[Requirements]: Give back exactly the lines from the one holding "Expected: one point per instance of the white car" to the bottom of the material, both included, and nothing more. No pictures.

####################

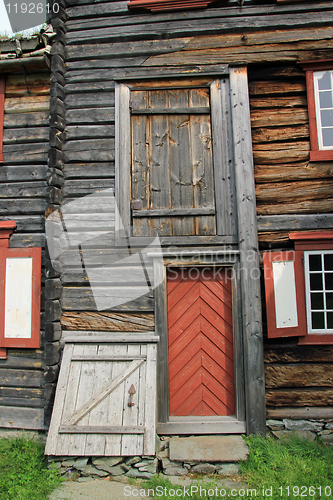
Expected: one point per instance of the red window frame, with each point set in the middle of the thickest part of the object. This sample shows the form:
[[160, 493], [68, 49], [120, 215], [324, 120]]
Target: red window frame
[[2, 111], [310, 66], [272, 330], [313, 240]]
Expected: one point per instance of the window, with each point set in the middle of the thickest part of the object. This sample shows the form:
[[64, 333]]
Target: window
[[319, 81], [299, 289], [318, 266], [20, 286], [172, 160], [2, 110]]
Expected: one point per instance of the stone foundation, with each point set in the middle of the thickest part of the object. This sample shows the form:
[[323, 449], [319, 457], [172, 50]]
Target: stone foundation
[[82, 468], [308, 429]]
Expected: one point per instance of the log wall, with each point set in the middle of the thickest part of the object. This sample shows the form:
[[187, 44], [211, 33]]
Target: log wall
[[23, 187], [105, 42]]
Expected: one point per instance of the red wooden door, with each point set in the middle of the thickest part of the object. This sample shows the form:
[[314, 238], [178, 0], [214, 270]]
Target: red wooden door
[[200, 350]]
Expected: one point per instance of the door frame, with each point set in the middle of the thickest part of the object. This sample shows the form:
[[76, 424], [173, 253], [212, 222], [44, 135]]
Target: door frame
[[197, 425]]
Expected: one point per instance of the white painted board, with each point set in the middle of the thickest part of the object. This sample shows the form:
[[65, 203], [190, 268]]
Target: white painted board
[[285, 294], [18, 297]]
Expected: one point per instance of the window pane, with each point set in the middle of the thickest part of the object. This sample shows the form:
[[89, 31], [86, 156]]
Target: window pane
[[328, 262], [330, 320], [326, 117], [318, 321], [329, 281], [327, 137], [316, 282], [325, 100], [317, 301], [324, 83], [315, 262], [329, 301]]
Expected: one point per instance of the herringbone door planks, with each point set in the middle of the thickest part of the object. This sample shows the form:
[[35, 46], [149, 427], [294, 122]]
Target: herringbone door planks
[[200, 350]]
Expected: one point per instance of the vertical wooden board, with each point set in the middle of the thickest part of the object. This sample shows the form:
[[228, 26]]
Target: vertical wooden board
[[140, 176], [142, 398], [180, 160], [202, 162], [130, 444], [64, 441], [95, 443], [116, 403], [150, 401], [248, 245], [62, 386], [122, 157], [221, 133]]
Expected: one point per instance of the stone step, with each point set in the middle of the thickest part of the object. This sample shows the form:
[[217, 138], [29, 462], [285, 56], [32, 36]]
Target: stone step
[[217, 448]]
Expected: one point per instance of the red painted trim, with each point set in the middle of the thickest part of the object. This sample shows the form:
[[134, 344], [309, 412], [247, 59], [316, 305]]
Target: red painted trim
[[316, 65], [312, 235], [321, 155], [2, 111], [36, 254], [296, 257], [7, 228], [160, 5]]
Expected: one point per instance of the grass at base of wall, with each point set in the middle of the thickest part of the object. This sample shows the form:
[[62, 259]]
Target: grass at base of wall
[[287, 469], [23, 470]]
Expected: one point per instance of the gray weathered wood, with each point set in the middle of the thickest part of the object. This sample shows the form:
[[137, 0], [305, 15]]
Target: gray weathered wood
[[99, 429], [294, 222], [248, 244]]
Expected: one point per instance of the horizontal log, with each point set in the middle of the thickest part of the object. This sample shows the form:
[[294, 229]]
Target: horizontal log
[[299, 375], [260, 135], [292, 172], [278, 118], [81, 299], [278, 102], [248, 53], [199, 26], [281, 152], [90, 100], [18, 120], [294, 191], [23, 189], [27, 104], [294, 223], [109, 322], [275, 88], [35, 153], [299, 397], [22, 418], [21, 378], [174, 212], [23, 206], [115, 275], [93, 63], [23, 85], [85, 187], [304, 207], [298, 354], [89, 170], [299, 413], [92, 115], [22, 362], [89, 131], [21, 402], [22, 173], [89, 150]]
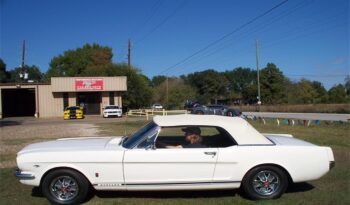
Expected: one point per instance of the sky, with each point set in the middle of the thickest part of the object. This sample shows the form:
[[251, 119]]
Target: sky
[[304, 38]]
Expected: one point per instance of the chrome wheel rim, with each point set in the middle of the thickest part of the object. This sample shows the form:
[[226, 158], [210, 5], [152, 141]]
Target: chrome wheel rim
[[64, 188], [266, 183]]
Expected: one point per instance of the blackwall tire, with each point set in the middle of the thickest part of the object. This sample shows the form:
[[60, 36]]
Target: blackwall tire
[[65, 187], [265, 182]]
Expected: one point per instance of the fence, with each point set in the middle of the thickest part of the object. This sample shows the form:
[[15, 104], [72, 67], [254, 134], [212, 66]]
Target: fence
[[150, 112]]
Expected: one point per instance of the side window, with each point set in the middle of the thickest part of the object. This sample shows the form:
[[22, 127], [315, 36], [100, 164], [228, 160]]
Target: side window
[[211, 137], [172, 136], [220, 139], [148, 141]]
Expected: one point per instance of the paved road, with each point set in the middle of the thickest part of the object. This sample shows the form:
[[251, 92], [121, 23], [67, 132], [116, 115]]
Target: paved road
[[89, 119], [302, 116]]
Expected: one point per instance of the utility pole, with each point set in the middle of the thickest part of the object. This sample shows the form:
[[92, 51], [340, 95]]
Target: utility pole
[[23, 52], [23, 75], [167, 92], [129, 53], [257, 69]]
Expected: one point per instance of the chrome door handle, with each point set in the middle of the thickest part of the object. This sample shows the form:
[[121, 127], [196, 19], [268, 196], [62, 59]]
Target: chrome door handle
[[210, 153]]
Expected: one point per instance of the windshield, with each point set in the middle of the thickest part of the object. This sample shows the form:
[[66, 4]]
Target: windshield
[[72, 108], [131, 141], [111, 107]]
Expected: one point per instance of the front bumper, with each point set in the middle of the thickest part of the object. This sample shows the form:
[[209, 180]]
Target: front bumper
[[23, 175]]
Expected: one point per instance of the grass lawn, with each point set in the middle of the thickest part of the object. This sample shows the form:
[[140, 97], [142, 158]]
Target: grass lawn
[[334, 188]]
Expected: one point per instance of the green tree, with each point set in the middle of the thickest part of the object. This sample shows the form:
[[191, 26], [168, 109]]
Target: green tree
[[272, 86], [157, 80], [239, 78], [178, 92], [321, 96], [337, 94], [306, 92], [139, 93], [90, 60], [210, 85], [3, 73]]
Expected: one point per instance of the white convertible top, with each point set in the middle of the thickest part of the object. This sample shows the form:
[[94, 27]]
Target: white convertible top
[[240, 129]]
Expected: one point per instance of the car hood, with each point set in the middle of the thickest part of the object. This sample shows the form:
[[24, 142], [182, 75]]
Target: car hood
[[113, 110], [70, 144]]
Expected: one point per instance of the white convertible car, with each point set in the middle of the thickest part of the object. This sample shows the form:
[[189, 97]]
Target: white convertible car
[[223, 153]]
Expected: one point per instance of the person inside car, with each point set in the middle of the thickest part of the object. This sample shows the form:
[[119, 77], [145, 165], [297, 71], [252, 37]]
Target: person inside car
[[192, 136]]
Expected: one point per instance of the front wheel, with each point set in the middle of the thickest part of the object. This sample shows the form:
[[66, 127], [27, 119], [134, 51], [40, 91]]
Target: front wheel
[[265, 182], [65, 187]]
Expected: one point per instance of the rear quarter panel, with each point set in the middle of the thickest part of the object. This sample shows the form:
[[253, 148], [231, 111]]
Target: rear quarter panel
[[98, 167], [303, 163]]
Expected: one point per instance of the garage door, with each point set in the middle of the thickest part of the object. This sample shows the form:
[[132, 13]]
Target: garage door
[[18, 102]]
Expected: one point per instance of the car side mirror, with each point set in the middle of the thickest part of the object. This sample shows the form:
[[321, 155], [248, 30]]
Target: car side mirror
[[150, 147]]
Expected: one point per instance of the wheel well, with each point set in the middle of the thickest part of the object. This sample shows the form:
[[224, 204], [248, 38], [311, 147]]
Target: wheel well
[[290, 180], [63, 168]]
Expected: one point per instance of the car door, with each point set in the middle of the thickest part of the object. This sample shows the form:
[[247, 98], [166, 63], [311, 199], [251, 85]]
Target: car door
[[145, 166]]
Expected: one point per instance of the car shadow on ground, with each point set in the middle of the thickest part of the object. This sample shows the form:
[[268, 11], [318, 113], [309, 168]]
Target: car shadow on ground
[[299, 187], [4, 123], [293, 188], [166, 194]]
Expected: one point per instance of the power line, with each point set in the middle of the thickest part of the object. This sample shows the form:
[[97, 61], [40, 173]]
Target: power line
[[226, 36], [180, 6]]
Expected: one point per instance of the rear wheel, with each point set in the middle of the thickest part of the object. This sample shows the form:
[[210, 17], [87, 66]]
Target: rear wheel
[[265, 182], [65, 186]]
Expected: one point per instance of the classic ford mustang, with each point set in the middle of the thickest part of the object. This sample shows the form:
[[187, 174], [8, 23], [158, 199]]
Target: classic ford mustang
[[179, 152]]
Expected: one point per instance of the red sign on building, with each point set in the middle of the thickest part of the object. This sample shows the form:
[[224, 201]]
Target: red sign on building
[[88, 84]]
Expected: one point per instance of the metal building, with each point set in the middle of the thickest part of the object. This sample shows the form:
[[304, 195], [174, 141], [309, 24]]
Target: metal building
[[49, 100]]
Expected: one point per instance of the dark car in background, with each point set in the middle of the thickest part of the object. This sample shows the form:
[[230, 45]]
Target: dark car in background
[[216, 110]]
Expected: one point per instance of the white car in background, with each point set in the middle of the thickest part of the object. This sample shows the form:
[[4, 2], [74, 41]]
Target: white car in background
[[112, 111], [232, 155], [157, 107]]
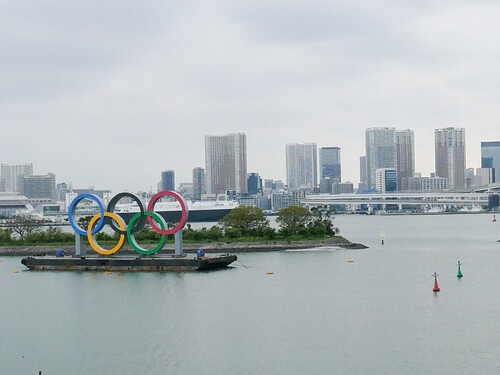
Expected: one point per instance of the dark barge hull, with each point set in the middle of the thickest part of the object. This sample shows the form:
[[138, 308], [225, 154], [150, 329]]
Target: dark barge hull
[[127, 263]]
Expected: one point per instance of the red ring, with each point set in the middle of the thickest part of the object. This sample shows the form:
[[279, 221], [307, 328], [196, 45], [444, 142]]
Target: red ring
[[184, 213]]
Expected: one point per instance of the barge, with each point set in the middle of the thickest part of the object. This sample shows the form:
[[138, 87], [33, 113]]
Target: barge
[[123, 263]]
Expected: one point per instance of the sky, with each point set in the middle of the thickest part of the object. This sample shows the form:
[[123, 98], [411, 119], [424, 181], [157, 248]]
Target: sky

####################

[The result]:
Expected: one point per instance of the white car in background, with each point set in the middle of the thickest part of the object. This sample shows the form:
[[4, 2], [74, 41]]
Target: white car in background
[[112, 111], [232, 155], [157, 107]]
Expected: one point per instance of the dark barge hull, with each point set in the middle of the thickest part of the object. This sample shows the form:
[[138, 308], [225, 154], [150, 329]]
Target: dark barge hull
[[127, 263]]
Expected: one point per instance of the red ring, with each point set in the middle of the thickest part of the object. This sample shows the form:
[[279, 221], [307, 328], [196, 45], [444, 142]]
Target: red ring
[[184, 213]]
Expected: one point per instance of the barge, with each point set in the middle of the thickest part of the object. This sample shows the form:
[[138, 87], [33, 113]]
Target: barge
[[123, 263]]
Expected: one point per instance of the sky, with each point set in the middle of the thickest part of the object. This sample shows the form:
[[123, 98], [411, 119], [424, 181], [157, 248]]
Target: sky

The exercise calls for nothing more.